* **What to produce**: Report every line below that carries the word "identify".

*** Given records

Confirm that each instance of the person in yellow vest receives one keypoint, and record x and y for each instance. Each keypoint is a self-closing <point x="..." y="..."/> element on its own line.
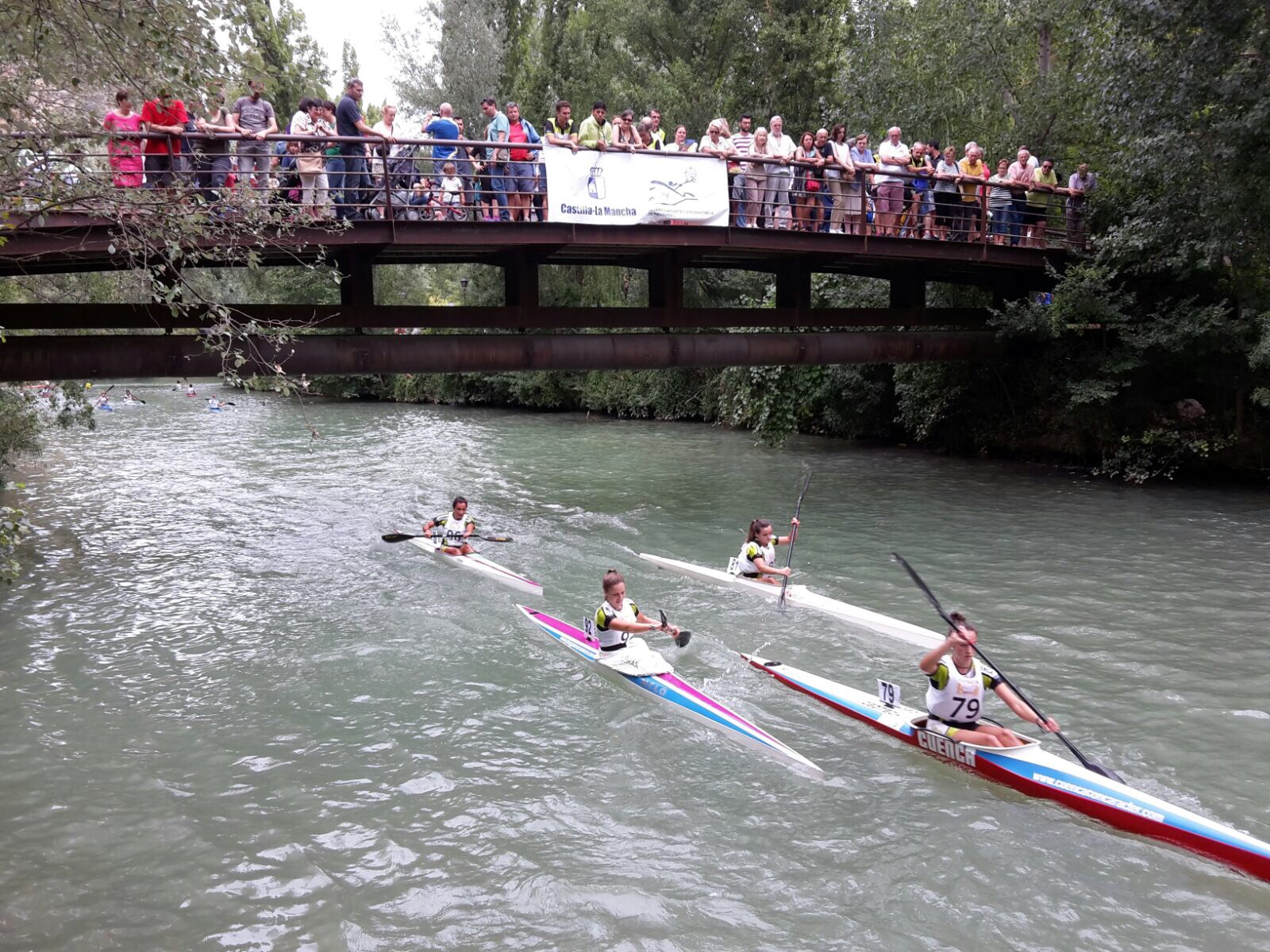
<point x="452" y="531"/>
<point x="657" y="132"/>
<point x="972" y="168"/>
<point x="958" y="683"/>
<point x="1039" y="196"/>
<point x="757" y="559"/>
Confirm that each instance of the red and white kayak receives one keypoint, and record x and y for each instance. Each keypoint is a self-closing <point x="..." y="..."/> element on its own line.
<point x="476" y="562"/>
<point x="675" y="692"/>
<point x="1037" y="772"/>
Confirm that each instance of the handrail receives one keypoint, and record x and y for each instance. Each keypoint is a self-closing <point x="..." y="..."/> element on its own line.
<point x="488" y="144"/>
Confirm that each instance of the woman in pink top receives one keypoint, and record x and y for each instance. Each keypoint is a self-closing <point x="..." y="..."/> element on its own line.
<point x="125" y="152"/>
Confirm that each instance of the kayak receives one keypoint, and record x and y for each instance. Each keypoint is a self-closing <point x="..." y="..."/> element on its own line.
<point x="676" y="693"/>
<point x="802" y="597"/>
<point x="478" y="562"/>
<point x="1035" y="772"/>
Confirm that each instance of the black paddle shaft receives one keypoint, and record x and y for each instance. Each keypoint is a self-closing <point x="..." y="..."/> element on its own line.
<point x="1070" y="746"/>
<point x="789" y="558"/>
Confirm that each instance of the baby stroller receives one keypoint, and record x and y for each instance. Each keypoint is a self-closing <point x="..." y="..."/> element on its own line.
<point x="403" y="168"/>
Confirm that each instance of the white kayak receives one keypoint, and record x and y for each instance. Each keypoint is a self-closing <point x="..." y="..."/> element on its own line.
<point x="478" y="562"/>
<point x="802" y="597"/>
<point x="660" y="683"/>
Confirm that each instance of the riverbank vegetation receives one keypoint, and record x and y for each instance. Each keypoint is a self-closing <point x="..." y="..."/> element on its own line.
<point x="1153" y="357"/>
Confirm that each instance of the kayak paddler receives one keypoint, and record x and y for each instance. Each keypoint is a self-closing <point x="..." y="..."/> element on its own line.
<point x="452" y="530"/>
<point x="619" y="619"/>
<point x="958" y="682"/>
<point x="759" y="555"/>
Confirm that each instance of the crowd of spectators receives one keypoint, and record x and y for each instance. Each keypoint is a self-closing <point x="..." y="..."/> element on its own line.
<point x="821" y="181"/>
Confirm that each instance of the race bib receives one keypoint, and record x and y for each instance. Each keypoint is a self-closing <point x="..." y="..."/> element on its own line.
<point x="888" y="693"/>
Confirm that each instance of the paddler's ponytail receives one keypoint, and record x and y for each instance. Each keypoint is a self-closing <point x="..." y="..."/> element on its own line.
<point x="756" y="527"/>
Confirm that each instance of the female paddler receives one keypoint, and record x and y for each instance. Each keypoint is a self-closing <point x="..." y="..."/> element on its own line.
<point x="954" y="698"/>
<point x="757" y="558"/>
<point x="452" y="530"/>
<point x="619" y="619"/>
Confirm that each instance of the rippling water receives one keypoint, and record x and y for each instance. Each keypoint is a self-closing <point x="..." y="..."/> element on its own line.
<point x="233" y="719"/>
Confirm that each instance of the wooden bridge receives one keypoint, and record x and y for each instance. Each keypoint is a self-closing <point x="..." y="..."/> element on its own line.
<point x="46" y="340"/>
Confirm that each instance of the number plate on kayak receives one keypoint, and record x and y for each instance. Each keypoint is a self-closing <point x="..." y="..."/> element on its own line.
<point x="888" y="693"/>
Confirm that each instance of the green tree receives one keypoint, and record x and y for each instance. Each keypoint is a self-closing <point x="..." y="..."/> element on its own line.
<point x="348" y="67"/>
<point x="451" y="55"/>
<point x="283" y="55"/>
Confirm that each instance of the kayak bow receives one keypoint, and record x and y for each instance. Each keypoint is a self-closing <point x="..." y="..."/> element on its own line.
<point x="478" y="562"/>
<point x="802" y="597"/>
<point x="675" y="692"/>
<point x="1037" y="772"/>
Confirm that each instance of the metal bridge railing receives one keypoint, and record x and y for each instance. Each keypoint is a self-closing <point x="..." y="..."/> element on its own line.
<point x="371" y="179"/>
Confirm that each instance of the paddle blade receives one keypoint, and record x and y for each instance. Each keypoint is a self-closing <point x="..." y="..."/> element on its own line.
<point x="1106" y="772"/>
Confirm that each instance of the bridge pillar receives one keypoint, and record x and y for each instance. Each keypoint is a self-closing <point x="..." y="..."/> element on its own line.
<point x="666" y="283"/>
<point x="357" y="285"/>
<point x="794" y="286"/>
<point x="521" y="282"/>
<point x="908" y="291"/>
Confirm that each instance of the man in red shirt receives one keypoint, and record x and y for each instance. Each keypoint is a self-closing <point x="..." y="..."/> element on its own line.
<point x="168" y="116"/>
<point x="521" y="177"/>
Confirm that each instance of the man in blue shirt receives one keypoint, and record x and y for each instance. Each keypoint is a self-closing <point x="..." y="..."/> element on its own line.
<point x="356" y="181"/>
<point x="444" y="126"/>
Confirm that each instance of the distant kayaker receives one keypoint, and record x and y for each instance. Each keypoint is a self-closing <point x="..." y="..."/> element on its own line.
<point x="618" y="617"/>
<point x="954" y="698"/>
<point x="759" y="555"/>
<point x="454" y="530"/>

******
*** Given records

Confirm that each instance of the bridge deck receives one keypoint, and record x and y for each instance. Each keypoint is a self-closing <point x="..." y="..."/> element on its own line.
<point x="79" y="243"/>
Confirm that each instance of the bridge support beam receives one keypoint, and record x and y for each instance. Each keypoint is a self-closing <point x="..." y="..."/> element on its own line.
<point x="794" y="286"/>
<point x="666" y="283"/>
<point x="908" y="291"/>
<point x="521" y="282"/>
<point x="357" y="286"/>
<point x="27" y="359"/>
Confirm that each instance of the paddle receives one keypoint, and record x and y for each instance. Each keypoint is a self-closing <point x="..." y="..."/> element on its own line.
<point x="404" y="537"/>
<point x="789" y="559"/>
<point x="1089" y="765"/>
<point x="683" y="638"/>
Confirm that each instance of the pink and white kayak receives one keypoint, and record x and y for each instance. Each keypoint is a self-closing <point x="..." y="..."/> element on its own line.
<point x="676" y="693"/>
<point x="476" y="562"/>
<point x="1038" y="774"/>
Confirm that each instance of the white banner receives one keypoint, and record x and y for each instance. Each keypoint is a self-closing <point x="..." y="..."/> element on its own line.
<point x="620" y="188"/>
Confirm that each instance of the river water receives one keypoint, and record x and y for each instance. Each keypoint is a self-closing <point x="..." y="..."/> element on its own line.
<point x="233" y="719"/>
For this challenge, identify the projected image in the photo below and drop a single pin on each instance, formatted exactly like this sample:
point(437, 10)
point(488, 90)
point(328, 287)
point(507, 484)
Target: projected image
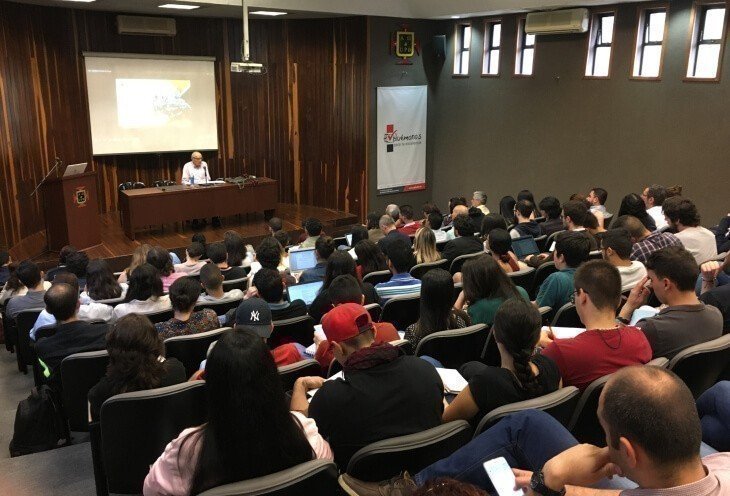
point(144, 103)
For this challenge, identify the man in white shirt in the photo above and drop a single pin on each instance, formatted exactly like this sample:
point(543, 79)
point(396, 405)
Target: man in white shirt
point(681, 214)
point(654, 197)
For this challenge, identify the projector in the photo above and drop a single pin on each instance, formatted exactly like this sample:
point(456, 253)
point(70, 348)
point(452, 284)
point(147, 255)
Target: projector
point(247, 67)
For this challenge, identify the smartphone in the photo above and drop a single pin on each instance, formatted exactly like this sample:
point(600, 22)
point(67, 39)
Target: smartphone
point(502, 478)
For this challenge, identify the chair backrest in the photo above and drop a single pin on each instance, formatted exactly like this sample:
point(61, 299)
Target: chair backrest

******

* **Output for this task**:
For this challenge, identify the projected image in the photo below and drop a single pin on each instance, formatted exactly like this sample:
For this challenge, identify the man in white shirt in the photo above and drop a single pin on each instance, formatted exactly like this sample:
For this challenge, identify the projector in the photo above and drop a single pin on each instance, formatted exactly like this sample:
For this challenge, identify the smartphone in the photo above and drop a single pin on each instance, formatted exactly like this sample:
For this challenge, identify the chair backrest in the photo above and drop a single pin on each instance, formatted exactly like this sample:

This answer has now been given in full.